[Jeu de données enregistré]

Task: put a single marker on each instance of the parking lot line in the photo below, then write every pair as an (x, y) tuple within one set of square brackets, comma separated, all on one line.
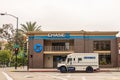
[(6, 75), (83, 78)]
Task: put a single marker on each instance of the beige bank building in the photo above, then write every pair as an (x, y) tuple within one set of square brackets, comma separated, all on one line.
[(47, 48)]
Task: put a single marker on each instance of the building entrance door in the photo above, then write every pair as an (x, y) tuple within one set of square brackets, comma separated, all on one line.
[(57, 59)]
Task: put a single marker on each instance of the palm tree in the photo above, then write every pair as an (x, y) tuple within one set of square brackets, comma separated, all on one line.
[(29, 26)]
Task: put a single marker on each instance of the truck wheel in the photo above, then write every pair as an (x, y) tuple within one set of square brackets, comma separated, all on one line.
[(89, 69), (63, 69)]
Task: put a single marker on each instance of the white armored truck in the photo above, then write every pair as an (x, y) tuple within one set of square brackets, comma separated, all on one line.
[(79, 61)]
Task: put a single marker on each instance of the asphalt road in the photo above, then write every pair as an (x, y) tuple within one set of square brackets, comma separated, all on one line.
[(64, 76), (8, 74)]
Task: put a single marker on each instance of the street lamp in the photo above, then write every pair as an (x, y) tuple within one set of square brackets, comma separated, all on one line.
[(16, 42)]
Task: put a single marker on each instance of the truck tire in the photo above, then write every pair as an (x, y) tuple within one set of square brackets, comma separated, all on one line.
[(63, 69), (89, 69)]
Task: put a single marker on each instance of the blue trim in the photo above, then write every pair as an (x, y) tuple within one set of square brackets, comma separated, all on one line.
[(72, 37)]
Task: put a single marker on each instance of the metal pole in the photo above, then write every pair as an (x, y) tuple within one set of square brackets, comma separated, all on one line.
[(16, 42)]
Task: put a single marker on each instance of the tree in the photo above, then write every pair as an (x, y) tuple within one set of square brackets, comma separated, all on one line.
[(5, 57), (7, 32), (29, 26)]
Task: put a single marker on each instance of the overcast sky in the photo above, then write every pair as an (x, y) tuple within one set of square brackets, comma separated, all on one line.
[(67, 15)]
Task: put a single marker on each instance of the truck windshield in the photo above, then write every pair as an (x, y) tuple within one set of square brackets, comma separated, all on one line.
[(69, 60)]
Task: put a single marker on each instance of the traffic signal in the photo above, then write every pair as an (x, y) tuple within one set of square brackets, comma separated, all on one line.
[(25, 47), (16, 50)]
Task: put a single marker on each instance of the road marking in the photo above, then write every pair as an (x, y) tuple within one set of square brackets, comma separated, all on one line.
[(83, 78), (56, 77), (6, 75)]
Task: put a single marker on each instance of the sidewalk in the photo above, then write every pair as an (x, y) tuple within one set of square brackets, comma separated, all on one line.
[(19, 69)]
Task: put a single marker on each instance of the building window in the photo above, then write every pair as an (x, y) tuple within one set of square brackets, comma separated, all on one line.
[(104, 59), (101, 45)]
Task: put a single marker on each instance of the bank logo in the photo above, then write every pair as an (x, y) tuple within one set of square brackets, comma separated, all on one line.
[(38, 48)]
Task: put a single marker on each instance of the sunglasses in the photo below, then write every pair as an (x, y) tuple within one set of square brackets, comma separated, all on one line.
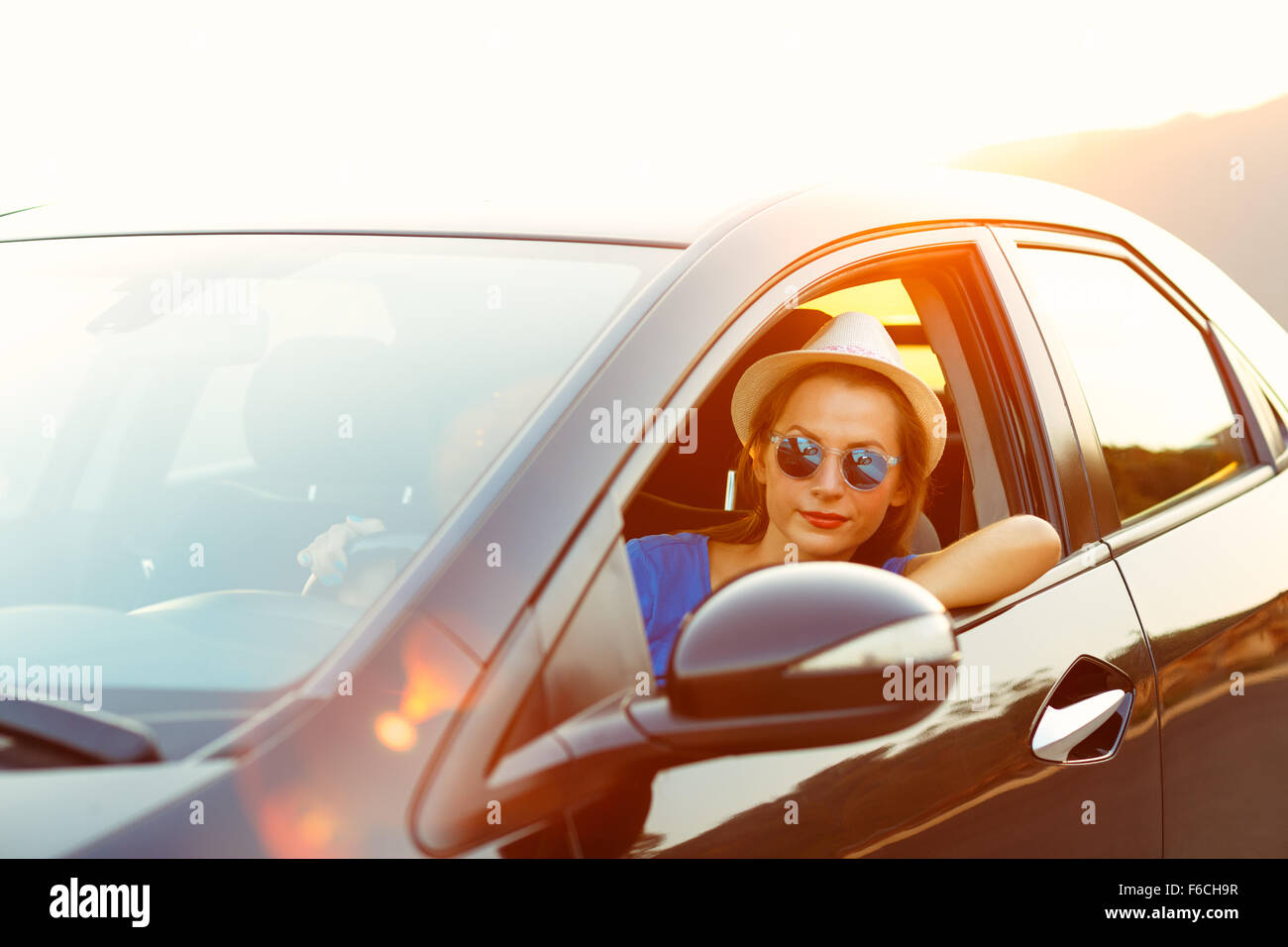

==

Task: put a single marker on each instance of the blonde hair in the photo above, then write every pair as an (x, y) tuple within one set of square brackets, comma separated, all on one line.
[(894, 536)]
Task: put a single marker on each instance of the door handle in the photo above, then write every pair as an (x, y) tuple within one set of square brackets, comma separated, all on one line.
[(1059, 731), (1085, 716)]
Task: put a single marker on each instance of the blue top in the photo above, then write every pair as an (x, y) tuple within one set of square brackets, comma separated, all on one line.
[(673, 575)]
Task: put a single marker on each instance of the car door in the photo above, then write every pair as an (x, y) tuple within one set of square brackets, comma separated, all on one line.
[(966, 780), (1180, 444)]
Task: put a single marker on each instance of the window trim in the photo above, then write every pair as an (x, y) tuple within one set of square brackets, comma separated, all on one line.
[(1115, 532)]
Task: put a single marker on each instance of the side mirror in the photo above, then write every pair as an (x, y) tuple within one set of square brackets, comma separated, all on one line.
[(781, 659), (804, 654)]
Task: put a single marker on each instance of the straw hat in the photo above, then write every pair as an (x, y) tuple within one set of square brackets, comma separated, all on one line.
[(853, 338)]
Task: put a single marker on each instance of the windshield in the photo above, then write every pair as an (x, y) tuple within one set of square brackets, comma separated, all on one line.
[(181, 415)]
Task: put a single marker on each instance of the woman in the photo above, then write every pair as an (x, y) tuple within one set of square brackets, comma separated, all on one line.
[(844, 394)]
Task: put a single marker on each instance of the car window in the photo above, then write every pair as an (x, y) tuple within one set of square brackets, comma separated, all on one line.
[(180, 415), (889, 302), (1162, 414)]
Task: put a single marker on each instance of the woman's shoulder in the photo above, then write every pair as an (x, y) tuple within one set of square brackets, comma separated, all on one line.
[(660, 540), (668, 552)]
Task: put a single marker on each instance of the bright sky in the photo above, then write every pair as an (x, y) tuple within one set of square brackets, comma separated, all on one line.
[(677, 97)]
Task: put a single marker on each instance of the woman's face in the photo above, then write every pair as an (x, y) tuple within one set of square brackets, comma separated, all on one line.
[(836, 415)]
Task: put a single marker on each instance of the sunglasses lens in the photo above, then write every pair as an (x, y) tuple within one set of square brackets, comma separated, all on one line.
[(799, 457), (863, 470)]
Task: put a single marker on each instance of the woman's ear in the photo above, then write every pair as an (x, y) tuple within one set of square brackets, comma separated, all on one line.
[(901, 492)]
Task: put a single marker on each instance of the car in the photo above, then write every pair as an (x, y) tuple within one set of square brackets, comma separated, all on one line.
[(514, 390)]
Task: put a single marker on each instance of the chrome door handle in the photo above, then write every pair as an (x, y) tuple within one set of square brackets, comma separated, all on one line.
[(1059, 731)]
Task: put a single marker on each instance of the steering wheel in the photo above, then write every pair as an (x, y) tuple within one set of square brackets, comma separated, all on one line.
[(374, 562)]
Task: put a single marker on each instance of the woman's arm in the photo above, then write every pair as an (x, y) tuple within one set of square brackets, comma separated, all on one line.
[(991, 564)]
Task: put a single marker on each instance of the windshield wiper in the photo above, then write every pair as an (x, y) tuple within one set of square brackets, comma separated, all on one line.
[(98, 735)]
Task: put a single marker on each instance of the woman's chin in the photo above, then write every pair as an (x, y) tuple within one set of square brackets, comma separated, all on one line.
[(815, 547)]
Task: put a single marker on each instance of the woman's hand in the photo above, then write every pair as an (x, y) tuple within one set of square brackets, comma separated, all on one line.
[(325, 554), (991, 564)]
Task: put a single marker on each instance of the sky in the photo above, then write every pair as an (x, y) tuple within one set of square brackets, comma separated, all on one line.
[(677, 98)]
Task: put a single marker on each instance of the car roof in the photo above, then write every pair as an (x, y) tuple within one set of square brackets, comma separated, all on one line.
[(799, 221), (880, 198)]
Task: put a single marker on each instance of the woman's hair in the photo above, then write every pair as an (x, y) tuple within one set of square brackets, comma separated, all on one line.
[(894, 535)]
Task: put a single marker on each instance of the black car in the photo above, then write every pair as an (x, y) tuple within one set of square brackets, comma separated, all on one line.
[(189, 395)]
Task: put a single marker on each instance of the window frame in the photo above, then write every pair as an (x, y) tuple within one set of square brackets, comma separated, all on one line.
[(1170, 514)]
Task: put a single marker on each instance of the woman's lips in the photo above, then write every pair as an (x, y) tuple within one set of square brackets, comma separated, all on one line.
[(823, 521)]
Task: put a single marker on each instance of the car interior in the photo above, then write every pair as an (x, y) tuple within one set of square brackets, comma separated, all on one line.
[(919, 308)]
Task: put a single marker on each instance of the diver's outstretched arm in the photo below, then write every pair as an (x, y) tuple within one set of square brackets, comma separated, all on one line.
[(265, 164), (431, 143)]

==

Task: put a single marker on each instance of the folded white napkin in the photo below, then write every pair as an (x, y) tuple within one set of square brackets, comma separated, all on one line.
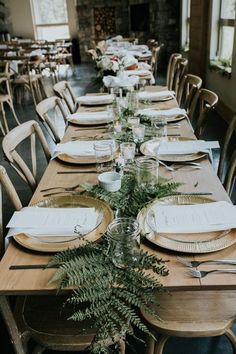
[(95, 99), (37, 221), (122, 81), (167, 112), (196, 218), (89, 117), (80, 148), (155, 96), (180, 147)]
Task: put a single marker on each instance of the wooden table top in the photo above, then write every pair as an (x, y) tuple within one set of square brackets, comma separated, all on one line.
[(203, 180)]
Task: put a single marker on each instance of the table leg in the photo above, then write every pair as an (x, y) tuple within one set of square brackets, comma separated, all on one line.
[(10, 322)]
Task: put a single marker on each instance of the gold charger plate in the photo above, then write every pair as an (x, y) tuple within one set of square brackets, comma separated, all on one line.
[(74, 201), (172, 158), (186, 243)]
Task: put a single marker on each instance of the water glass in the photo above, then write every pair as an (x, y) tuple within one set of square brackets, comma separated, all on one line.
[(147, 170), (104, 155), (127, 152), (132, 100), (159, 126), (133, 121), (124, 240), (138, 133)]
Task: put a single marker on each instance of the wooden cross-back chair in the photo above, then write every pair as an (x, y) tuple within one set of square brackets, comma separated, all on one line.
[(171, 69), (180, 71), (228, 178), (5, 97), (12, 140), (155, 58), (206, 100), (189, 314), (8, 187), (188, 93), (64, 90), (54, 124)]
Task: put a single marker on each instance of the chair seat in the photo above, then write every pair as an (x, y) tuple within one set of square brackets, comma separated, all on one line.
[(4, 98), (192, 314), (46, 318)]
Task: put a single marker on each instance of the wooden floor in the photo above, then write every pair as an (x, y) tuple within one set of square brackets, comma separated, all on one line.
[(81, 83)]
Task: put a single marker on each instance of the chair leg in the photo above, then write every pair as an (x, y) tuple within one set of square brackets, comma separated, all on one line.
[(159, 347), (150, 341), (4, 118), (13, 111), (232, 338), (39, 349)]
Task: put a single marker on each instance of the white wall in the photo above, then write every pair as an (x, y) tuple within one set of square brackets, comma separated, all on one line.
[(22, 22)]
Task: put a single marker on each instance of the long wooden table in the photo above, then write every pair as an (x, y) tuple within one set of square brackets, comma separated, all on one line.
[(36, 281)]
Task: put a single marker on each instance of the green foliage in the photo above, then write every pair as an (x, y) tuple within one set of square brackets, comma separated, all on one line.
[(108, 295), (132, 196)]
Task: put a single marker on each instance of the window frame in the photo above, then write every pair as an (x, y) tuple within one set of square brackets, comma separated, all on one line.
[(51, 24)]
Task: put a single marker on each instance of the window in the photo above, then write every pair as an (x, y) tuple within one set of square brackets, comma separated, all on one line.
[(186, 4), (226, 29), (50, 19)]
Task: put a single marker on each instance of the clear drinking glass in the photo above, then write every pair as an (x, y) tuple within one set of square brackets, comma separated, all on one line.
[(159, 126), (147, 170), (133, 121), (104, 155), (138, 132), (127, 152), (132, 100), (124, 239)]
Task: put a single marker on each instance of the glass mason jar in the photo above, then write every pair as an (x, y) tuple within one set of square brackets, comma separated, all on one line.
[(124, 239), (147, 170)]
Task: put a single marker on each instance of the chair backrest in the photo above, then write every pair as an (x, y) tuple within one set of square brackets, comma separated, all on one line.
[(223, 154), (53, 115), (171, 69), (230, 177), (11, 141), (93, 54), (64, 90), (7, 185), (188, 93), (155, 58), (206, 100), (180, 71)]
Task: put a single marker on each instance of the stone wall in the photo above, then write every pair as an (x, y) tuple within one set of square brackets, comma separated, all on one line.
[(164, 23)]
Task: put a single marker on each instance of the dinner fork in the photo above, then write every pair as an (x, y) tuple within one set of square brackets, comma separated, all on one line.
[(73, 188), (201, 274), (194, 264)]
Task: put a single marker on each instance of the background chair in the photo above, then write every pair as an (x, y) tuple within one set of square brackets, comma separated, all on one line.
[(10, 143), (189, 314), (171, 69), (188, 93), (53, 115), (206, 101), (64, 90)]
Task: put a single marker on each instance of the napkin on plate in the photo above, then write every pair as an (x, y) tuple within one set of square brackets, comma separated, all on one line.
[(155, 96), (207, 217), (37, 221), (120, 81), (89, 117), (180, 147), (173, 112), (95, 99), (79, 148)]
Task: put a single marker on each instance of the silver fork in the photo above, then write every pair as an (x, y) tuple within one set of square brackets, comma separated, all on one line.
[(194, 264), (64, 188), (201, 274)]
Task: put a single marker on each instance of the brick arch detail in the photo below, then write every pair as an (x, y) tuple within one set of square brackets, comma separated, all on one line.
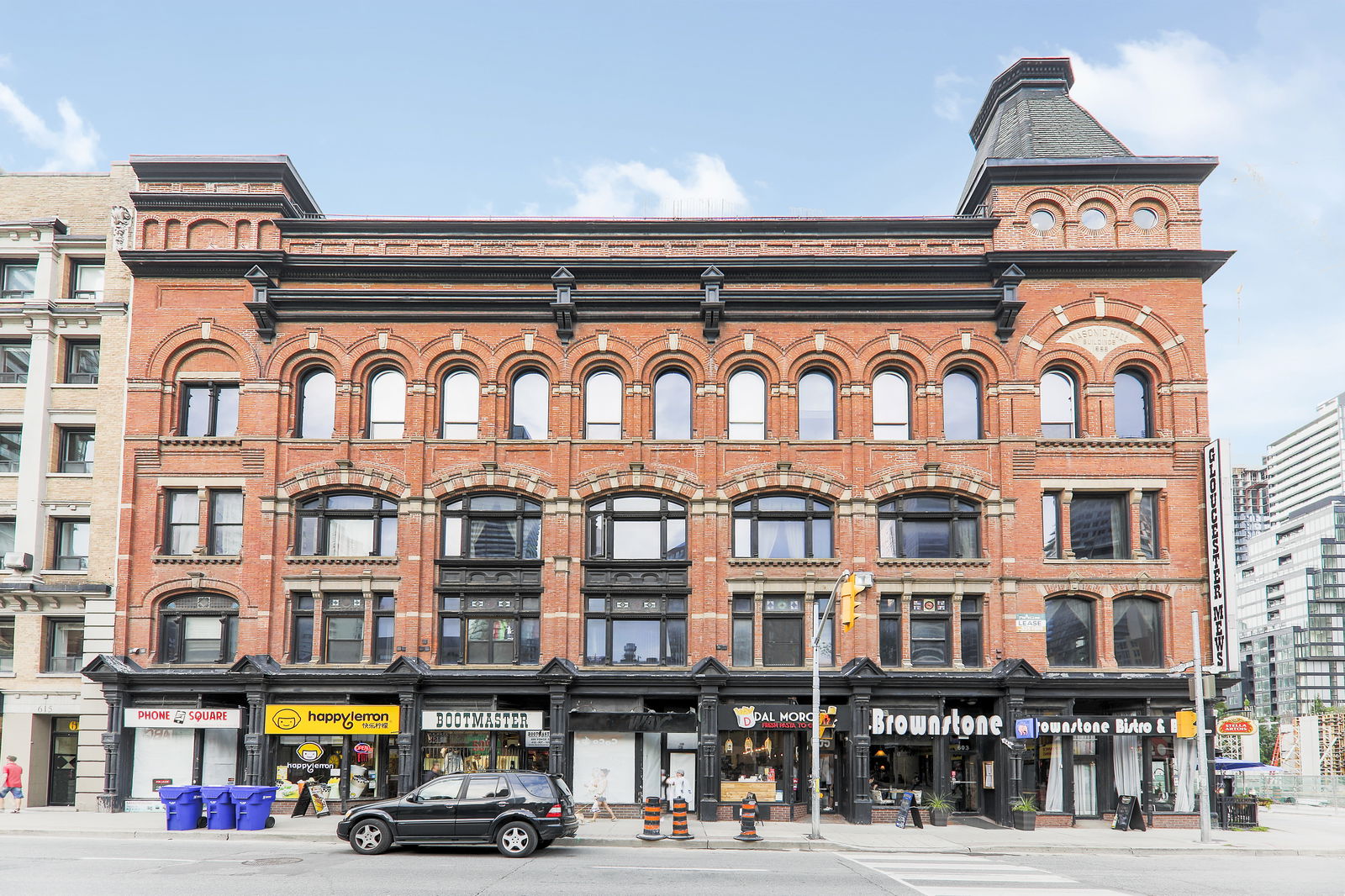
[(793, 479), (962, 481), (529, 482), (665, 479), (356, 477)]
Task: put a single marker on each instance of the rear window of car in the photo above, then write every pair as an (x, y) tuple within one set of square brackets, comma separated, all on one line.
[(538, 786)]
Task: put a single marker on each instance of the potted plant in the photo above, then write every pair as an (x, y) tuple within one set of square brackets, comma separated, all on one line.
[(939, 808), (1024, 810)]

_Consigne_: Réécrivez les lignes depuis celle qui contient « the window in » jusqu'à celle qui contient « [(124, 239), (147, 170)] », toutes deux incluses, en remplaçant « mason jar » par « canning jar » sans rien modifier d'autre.

_Corrigé_:
Task: put a single marker on each instance of the window in the photo above, then write every pair as an (x, y) tuple within one set of square brackets, comma separated, all on one line.
[(186, 4), (226, 29), (50, 19)]
Task: put a single marker on each instance of the clear drinking glass in the photo above, then write every pair as an (x, y) tuple within one set of square brackets, comma separated, all on one line.
[(159, 126), (147, 170), (133, 121), (104, 155), (138, 132), (127, 152), (132, 100), (124, 239)]
Task: put a single marker on each instance of the glass canning jar in the photo above, then write every pair as an (x, y) tuple within one set of square brackets, comma separated, all on one line.
[(124, 239), (147, 170)]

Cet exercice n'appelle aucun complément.